[Stored data entries]
"""

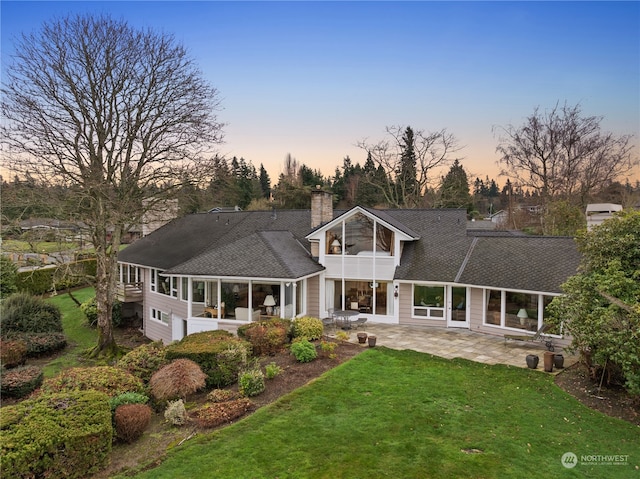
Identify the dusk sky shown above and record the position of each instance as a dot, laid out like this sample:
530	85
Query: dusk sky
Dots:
312	79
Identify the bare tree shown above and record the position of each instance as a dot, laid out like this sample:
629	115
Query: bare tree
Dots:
116	116
562	154
408	157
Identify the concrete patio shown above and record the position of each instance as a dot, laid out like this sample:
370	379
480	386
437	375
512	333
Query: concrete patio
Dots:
458	343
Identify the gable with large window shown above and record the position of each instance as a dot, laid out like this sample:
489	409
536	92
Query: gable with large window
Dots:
359	235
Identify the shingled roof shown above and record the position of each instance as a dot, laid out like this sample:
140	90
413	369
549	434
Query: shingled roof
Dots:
537	263
269	244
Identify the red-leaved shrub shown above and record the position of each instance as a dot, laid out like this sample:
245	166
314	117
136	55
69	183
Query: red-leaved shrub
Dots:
217	414
131	420
177	380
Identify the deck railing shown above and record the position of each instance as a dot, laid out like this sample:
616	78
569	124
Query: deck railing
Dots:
130	292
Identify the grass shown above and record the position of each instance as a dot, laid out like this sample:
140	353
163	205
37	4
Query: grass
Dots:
20	246
79	336
405	414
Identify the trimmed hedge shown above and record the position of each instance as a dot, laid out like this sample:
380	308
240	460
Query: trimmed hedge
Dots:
19	382
308	328
144	360
12	353
107	379
65	435
266	337
220	355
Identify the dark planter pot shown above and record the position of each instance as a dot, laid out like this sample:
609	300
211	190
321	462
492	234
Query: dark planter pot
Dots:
558	361
548	361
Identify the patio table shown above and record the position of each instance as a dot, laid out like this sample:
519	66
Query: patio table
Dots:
343	317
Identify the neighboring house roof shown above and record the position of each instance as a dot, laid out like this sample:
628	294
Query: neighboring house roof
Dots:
603	208
273	244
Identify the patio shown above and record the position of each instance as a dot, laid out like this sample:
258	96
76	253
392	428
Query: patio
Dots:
459	343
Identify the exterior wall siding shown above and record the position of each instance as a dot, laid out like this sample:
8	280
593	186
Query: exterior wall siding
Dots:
313	296
153	329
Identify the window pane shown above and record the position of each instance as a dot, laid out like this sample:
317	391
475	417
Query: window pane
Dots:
198	291
494	306
334	240
521	311
384	239
358	235
428	301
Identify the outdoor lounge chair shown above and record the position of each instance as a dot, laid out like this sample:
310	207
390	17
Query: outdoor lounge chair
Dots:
358	323
539	336
329	323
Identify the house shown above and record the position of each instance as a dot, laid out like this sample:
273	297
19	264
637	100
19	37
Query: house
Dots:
220	270
599	212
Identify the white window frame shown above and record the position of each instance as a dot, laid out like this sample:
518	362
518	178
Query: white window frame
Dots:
160	316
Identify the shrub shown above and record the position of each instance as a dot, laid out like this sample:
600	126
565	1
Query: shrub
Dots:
308	328
144	360
251	382
176	380
127	398
8	277
214	415
41	344
219	354
328	348
272	370
61	435
266	337
342	336
107	379
24	313
304	351
21	381
90	310
176	413
221	395
131	420
12	353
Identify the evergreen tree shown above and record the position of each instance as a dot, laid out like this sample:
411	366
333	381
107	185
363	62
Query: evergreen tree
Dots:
265	182
454	192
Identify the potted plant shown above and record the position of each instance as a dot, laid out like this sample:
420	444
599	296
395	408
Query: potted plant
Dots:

"""

### WHAT THE TASK ASKS
Out of the entries, pull every line that mentions "large".

### REPLY
Identify the gable with large window shown above and record the position of each instance as a dot, laid out like this sample:
Query: gable with large window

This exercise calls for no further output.